EXTRAIT
La culture de préférer la naissance de
garçons est dépassée et les filles ont
les mêmes traitements que les garçons
(le meilleur exemple est le taux de
scolarité et le taux de réussite des
filles du primaire à l'université). Et
pourtant la Tunisie classée à la 8e
place après l'Algérie, Qatar, Oman,
Libye, Djibouti, Mauritanie et les Iles
Comores.
o
Question 25 : dans le travail une
femme qui tombe enceinte sera contrainte
à démissionner ou sera sanctionnée.
o
Question 26 : la femme peut décider
de la date de conception et du nombre de
ses enfants.
6- Violence contre la
femme : La Tunisie est
classée à la 3e place après les Iles
Comores et l'Algérie. La fondation
Thomson Reuters est basée à Londres avec
des représentations aux Etats unis, en
Amérique du sud, au Sénégal, en chine,
en Inde et en Egypte, seul pays arabe.
La méthodologie est bonne et les
questions sont bien ciblées. Le problème
réside dans les réponses qui semblent
non conformes et en déphasage avec le
pays, à l'exemple du cas de la Tunisie.

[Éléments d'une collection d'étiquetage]
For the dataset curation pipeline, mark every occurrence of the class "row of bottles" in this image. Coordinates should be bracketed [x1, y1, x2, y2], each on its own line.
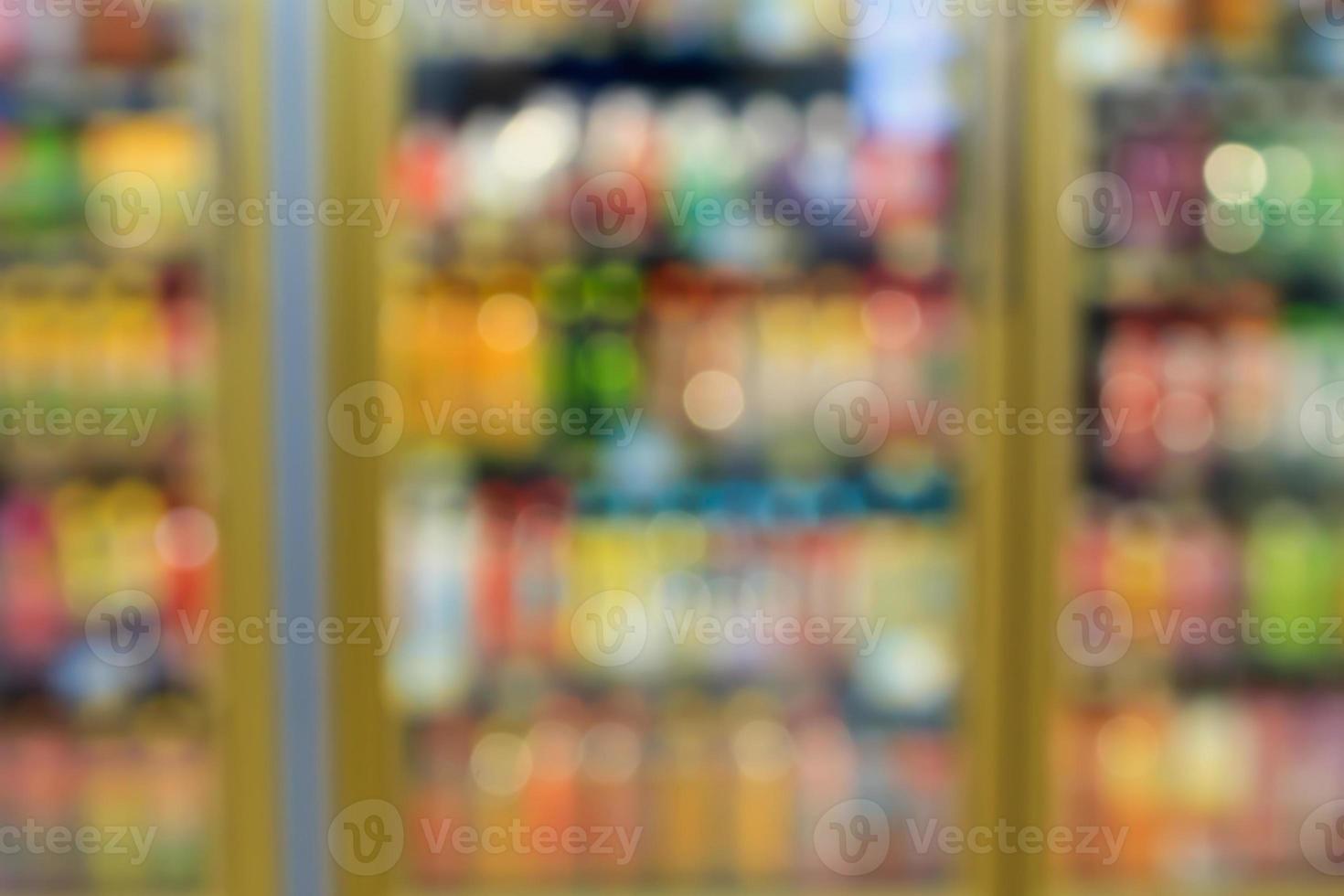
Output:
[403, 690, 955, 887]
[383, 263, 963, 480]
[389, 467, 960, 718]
---
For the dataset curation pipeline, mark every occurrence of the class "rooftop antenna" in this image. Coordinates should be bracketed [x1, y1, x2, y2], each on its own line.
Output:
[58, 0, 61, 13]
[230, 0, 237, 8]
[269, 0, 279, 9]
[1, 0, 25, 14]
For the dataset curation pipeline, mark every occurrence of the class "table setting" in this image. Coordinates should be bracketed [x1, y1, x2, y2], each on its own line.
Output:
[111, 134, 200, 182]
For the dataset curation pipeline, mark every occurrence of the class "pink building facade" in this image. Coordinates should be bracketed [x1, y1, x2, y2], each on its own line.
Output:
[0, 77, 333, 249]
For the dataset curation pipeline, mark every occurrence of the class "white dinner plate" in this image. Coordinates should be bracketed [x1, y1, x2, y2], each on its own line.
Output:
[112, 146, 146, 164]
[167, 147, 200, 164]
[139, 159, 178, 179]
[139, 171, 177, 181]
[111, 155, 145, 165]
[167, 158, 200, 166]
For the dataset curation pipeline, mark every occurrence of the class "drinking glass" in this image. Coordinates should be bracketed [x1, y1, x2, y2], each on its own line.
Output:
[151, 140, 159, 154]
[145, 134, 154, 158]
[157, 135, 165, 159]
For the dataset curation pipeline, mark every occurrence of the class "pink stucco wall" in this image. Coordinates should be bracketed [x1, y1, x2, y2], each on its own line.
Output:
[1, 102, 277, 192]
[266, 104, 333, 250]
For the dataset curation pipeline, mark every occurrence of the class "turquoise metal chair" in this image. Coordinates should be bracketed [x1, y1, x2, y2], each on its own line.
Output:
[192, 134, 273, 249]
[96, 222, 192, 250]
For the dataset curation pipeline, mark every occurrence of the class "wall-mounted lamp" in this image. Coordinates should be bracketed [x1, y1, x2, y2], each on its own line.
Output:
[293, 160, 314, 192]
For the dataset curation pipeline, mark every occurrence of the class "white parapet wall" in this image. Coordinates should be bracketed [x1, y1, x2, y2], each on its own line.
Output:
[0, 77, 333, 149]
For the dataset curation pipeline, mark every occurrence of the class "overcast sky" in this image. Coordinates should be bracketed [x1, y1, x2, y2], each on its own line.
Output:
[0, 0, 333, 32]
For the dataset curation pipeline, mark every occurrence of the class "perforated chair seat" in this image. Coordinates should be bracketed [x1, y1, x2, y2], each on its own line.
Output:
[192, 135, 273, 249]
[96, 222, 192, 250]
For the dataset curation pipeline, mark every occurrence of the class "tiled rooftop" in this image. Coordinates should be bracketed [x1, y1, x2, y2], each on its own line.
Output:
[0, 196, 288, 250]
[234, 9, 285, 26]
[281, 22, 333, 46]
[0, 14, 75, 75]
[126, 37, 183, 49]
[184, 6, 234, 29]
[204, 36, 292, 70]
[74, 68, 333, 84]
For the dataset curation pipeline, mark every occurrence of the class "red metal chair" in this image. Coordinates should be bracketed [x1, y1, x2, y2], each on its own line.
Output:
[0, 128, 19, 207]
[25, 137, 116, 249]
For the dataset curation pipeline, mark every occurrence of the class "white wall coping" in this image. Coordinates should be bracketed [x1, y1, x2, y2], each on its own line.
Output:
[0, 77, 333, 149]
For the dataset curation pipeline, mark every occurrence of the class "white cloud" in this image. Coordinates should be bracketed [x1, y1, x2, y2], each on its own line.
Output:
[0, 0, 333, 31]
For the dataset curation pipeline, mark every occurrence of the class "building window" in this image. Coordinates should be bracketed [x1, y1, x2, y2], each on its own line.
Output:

CONSIGNE
D'après l'extrait, répondez aux questions suivantes :
1. À quelle place la Tunisie est-elle classée pour la violence contre la femme ?
2. Dans quelle ville la fondation Thomson Reuters est-elle basée ?
3. Quel est le seul pays arabe où la fondation a une représentation ?

RÉPONSE
1. À la 3e place, après les Iles Comores et l'Algérie.
2. À Londres.
3. L'Égypte.